Your assignment:
Read the listing below. Then repeat it exactly.

Records supplied:
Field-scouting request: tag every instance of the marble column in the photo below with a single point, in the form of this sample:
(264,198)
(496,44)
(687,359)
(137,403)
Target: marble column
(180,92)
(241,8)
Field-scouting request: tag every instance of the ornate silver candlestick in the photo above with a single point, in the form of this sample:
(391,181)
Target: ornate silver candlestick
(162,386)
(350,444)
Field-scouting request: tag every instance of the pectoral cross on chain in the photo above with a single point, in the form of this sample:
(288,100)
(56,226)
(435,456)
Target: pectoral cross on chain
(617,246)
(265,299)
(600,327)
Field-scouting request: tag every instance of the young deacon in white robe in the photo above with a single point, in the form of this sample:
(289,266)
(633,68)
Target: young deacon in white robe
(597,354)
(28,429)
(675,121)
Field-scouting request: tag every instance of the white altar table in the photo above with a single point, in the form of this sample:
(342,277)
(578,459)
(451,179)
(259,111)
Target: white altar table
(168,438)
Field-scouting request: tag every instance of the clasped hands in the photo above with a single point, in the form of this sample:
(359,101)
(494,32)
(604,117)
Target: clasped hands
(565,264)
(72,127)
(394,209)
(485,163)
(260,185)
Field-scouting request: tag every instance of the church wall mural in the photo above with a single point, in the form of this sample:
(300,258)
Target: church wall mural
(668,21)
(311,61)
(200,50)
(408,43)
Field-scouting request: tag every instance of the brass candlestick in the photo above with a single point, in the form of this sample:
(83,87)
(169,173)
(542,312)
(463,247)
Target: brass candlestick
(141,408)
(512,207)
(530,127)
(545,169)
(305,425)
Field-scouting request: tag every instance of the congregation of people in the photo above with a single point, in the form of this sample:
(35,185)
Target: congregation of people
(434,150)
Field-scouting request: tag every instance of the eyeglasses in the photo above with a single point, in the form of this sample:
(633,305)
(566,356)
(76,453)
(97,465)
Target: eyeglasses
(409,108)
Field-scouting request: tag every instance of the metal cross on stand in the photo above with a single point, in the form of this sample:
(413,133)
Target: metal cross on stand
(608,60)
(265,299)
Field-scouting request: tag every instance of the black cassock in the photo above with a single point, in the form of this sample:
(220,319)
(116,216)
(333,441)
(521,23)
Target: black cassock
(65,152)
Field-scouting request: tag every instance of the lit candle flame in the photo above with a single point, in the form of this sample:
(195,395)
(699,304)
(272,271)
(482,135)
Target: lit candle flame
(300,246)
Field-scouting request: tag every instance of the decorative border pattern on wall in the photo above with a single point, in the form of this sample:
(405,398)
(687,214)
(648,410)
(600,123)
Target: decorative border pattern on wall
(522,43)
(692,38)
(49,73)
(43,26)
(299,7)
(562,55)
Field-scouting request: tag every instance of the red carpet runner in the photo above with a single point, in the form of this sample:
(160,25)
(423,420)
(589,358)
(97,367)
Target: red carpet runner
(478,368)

Written solution:
Field-scouting request: tag every instance of the marble column in the photo below with a single point, in the form of this sample:
(264,198)
(496,44)
(687,359)
(137,403)
Target: marble column
(180,92)
(241,8)
Field-scouting request: tag every instance of the ornate silver candlestick in the photo above with a single point, in the form of this sample:
(391,181)
Target: ornate silver candlestick
(162,386)
(350,444)
Field-scouting request: tag every instance of the pectoral cross on chain in the photo above with a single point, in the form of this sample:
(288,100)
(56,226)
(435,456)
Target: pectoral cross on chain
(617,246)
(265,299)
(600,327)
Field-scouting request: tag every instance of the young deacon in white robe in the photo above with a single point, in the form of this sample:
(289,266)
(633,68)
Target: young deacon in white robe
(597,354)
(28,429)
(675,121)
Field-scouting request: tag every instance of the white altar table in the photo above with a single point, in the form of this sample:
(342,277)
(578,459)
(451,179)
(259,111)
Target: white altar table
(168,438)
Field-scouting request: tag every instance of the clasped hands in the photo above with a single point, in the form of this sample:
(359,101)
(494,32)
(604,117)
Target: clasped hands
(565,264)
(72,127)
(394,209)
(485,163)
(260,185)
Field-scouting request: tag every instance of the church wall mural in the photo above with a single point, in the form of this sample:
(300,258)
Target: church wall mural
(668,21)
(311,61)
(200,50)
(408,43)
Field-scouting request: tag every instance of the brass candlestick in the photo above with a single point, in the form of this sample:
(83,87)
(169,173)
(542,312)
(463,247)
Target: brass candlestick
(141,408)
(512,207)
(530,127)
(545,169)
(305,425)
Field-scouting request: tag every instance of the congregation of people in the photo above with a single point, in the form of this sample:
(35,185)
Target: congregation of people
(434,150)
Field-scouting request: tag every instance of the eyeglasses in the photo above with a single point, in the form of this sample:
(633,305)
(566,356)
(76,453)
(97,465)
Target: eyeglasses
(409,108)
Field-scouting request: tag every instance of the metal cross on stand in the photo above with a single point, in the form of this sample:
(413,133)
Target: metal cross on stand
(608,60)
(265,299)
Field-scouting request: tag every instance of the black cassock in the photo above with a single point, in the form of this sample:
(220,319)
(116,216)
(333,441)
(521,23)
Target: black cassock
(65,152)
Field-scouting request: tag every instance of the lit candle flame in the photo above with a single point, in the form of this sample:
(195,395)
(699,304)
(272,271)
(482,135)
Target: lit candle flame
(300,246)
Field-scouting request: tag every instance of the decorative border pattern on wall in the photo above with a single point, in the form of this sample:
(405,398)
(687,214)
(648,410)
(600,123)
Target: decorative border pattern on wall
(522,43)
(692,38)
(49,73)
(43,26)
(299,7)
(562,55)
Field-scouting request: tag every instance of the red carpet runner in the photo above with a single point, in the form of this sample:
(160,25)
(423,420)
(589,358)
(97,367)
Target: red carpet runner
(478,368)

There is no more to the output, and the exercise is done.